begin Records provided

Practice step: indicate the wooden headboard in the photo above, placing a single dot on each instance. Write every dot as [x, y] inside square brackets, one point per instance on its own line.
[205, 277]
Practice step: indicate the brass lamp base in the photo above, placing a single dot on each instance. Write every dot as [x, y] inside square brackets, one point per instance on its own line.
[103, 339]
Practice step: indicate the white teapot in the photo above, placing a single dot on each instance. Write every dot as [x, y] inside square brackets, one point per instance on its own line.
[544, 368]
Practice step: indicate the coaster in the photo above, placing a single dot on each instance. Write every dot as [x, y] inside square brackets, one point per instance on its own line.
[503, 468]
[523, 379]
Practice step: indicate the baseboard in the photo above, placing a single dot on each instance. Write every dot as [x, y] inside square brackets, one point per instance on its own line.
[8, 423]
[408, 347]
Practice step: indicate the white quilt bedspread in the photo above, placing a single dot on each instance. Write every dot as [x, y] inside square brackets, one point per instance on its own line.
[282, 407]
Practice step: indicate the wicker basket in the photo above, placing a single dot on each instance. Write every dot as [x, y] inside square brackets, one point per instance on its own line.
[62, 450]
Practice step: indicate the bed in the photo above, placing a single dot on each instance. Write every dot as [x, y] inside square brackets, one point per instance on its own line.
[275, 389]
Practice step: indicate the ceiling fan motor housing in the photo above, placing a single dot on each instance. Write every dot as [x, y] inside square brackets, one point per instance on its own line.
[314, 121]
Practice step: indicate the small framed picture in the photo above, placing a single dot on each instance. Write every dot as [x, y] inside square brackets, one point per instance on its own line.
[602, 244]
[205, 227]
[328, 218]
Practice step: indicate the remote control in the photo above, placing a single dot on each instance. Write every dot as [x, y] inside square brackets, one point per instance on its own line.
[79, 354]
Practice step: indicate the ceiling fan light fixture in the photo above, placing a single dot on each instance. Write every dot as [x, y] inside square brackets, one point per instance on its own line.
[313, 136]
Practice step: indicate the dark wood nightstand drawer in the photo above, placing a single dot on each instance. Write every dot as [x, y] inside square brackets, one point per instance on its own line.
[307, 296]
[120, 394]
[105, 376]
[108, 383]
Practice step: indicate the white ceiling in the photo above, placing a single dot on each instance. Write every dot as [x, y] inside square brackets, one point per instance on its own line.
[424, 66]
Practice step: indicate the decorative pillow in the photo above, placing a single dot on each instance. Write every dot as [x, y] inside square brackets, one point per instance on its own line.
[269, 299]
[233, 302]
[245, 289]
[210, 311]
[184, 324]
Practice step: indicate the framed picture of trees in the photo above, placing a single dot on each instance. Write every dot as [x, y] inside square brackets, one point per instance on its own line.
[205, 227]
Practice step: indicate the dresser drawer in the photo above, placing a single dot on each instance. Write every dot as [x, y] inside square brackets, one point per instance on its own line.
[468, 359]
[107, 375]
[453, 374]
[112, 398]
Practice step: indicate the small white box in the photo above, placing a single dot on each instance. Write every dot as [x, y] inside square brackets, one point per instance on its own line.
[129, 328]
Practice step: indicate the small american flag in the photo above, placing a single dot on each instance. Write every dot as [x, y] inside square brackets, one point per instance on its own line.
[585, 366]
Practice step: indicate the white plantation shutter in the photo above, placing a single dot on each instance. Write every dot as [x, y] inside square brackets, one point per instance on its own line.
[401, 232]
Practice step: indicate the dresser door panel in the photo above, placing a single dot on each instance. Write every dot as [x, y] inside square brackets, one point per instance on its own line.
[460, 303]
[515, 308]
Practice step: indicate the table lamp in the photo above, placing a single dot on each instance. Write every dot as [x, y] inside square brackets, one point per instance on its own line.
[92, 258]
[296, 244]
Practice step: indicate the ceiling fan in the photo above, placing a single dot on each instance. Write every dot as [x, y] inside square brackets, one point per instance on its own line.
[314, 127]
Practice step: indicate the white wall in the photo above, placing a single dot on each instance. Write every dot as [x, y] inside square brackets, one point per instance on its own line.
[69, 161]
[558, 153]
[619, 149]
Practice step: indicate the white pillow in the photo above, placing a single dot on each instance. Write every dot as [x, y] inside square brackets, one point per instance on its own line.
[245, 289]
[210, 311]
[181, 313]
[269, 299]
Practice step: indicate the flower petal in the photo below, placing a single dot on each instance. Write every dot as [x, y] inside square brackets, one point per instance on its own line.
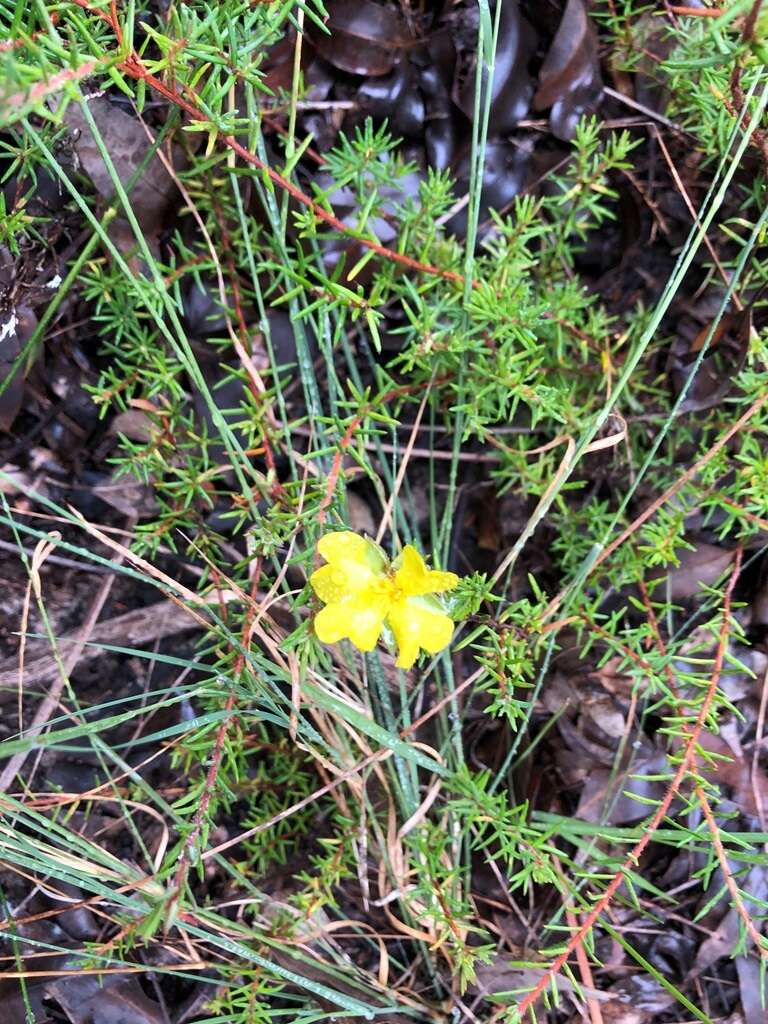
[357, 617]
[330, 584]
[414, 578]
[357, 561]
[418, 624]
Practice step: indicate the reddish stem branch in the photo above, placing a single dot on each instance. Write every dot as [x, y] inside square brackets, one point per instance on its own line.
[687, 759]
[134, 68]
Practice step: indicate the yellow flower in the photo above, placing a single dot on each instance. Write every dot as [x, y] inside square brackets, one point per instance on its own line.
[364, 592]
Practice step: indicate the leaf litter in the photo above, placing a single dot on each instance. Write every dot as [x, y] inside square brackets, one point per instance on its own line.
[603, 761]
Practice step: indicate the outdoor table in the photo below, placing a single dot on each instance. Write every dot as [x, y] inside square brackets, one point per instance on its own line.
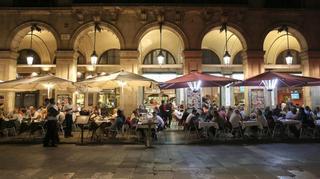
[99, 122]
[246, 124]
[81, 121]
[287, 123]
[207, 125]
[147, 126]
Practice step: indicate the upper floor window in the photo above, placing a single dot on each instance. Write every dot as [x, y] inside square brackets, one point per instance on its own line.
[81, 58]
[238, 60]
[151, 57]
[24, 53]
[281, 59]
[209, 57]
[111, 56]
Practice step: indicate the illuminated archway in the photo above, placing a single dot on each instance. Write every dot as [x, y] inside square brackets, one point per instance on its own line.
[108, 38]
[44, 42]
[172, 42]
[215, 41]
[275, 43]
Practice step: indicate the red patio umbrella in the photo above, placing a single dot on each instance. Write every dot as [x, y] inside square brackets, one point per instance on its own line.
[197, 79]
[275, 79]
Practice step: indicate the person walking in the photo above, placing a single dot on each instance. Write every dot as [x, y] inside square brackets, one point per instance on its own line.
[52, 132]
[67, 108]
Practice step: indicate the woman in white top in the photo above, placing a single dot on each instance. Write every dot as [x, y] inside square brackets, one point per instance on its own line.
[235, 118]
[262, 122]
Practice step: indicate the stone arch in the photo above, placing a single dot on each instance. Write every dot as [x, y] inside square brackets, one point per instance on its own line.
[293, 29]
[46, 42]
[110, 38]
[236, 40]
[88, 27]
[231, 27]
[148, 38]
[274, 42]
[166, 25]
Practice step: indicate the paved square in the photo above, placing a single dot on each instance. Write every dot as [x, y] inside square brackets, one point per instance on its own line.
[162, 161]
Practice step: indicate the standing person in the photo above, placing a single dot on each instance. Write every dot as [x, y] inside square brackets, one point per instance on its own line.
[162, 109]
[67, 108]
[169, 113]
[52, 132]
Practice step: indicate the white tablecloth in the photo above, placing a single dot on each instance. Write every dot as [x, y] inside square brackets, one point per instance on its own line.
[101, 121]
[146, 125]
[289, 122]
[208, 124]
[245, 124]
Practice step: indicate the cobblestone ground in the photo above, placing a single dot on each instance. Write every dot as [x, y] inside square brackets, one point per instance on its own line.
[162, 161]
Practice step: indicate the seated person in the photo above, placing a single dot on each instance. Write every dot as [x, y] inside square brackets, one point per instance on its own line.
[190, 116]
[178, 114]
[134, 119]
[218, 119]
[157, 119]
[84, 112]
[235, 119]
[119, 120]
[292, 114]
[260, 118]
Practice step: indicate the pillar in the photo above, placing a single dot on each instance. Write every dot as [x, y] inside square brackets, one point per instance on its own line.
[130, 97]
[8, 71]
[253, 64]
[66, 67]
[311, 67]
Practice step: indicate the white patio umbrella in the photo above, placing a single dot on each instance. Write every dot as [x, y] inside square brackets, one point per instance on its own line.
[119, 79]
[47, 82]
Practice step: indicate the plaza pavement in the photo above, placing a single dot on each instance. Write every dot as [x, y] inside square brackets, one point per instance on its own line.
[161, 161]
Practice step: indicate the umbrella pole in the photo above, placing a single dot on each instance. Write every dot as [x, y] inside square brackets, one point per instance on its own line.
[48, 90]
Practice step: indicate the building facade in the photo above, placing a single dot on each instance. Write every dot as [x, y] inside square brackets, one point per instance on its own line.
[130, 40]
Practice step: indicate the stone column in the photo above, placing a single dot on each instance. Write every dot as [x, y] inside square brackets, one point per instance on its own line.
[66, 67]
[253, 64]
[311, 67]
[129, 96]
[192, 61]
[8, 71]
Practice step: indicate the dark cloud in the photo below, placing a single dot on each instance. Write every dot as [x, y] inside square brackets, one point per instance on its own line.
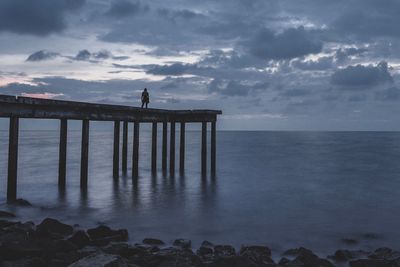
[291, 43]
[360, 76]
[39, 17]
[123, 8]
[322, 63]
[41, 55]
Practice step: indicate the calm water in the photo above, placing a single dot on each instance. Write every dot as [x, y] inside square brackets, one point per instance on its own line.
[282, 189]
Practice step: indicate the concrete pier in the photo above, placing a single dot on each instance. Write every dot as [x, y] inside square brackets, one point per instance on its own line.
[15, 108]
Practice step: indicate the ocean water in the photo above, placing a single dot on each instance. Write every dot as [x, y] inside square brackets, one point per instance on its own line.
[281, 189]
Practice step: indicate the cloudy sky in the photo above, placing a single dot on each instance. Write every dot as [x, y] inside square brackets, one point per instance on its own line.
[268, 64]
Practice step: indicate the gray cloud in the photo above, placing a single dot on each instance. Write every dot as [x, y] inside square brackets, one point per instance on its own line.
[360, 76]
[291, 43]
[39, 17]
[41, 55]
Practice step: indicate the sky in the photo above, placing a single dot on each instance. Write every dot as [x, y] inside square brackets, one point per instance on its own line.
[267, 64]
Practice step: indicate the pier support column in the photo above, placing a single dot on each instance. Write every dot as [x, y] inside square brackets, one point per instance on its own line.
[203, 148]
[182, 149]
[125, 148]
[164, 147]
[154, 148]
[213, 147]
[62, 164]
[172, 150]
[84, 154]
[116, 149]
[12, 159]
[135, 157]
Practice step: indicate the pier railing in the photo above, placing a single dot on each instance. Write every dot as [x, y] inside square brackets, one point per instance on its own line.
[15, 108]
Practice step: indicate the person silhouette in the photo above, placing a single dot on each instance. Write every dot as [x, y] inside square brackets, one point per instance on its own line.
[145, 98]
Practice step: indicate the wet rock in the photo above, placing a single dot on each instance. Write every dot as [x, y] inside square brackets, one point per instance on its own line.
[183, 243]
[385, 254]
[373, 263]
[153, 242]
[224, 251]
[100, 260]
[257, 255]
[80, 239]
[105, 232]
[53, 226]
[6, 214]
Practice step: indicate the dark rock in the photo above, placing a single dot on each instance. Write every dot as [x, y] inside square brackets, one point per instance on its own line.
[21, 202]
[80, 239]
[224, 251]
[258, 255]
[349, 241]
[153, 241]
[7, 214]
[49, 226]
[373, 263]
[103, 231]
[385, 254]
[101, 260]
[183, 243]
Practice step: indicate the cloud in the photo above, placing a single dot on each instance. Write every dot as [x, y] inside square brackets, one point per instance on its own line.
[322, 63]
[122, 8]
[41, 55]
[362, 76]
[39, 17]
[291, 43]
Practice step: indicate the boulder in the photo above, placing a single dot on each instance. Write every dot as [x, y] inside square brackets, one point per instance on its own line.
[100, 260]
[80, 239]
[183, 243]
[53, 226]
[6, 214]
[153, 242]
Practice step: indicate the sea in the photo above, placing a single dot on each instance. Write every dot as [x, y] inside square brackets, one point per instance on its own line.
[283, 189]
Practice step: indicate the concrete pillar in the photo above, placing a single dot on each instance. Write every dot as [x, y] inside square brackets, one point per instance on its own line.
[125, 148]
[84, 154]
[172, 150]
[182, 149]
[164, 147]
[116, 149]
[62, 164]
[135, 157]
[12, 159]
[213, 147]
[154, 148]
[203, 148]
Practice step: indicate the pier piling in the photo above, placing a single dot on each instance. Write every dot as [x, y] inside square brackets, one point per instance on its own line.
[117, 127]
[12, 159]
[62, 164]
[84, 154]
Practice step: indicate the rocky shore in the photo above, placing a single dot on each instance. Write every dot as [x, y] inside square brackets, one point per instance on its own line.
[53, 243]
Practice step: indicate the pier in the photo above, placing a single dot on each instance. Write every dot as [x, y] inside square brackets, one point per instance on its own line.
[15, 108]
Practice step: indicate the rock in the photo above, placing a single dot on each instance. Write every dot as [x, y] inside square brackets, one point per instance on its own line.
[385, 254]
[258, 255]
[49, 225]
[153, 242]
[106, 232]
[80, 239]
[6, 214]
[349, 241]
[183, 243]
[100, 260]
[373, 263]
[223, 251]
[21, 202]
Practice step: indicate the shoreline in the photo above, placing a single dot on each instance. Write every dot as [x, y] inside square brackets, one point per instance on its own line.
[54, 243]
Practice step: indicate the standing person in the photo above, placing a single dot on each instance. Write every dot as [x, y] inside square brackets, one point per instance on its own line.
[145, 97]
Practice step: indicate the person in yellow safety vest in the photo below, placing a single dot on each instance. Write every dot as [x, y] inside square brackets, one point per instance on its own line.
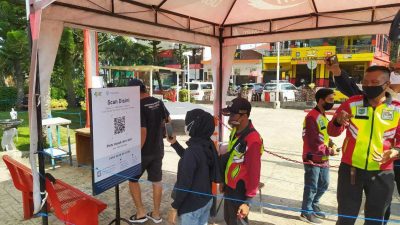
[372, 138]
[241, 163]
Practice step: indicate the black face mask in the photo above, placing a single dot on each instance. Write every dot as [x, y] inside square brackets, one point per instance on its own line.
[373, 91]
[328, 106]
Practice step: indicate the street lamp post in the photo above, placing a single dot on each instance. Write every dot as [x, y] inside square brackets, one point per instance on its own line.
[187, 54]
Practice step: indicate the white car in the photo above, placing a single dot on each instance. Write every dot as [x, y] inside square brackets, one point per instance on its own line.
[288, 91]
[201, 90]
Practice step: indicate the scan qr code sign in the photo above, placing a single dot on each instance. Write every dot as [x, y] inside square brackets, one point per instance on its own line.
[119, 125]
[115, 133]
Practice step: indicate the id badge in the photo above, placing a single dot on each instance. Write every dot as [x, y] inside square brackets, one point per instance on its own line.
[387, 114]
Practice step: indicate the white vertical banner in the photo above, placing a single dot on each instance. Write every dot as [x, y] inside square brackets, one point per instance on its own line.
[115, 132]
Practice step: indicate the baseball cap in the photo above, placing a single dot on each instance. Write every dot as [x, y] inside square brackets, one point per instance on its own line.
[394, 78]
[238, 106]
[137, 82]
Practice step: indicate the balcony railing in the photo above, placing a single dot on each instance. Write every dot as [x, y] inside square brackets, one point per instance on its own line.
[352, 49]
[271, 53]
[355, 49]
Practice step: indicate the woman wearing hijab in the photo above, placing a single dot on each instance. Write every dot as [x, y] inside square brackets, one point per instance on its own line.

end Records provided

Starting at the line that contains "Practice step: indicate the black", output each remaining line of the listing, the last line included, exactly as it appears.

_Correct response_.
Practice step: indicate the black face mask in the photo above, placing a single dot on each instance. Write every dot as [x, y] inside square brackets, one point per instance on its own line.
[373, 91]
[328, 106]
Practice step: indicate the street lamp post in the photo above, placing a single dot on each instance. Write every dot as [x, y] inside square brackets, one point per instance on its own line.
[187, 54]
Practice step: indicate the white car in the photo above, placing a single dot on each instance. Write every dot as [x, y] inside square brackets, one point per instance on its own line.
[288, 91]
[201, 90]
Practice step: indicate the scan qr code sign in the photo above, placing a single dot on each instance. Write every dot as [x, y] inside square brackets, one point per instance on its own line.
[119, 125]
[115, 133]
Practice step: indicate the id badge in the photo above, placing a single dot on each instance. Write every dot as [x, y] inside square brackets, one point per instance on its own line.
[387, 114]
Practice step: indicate the white vertical banner in the photo above, placing a single dot on each instance. Write every dot as [x, y] inside square brackets, one point per instance on its own line.
[115, 132]
Practice step: indicate the baseball cap in the photo above, placing a single dot on each instance. Write every dot as [x, y] inside square brackets, one point per instance on its own line.
[394, 78]
[238, 106]
[137, 82]
Practice step: indicate the balcony railing in the photo above, placing a single dot on each instance. Write every dot as [x, y] inside square brackets, one point per instance on its own line.
[352, 49]
[271, 53]
[355, 49]
Practice step: indicate the woman wearing hijab in the photo above, placing a single dot on each instance. Write every dot as [x, y] inside square brackets, one point per instance on its own line.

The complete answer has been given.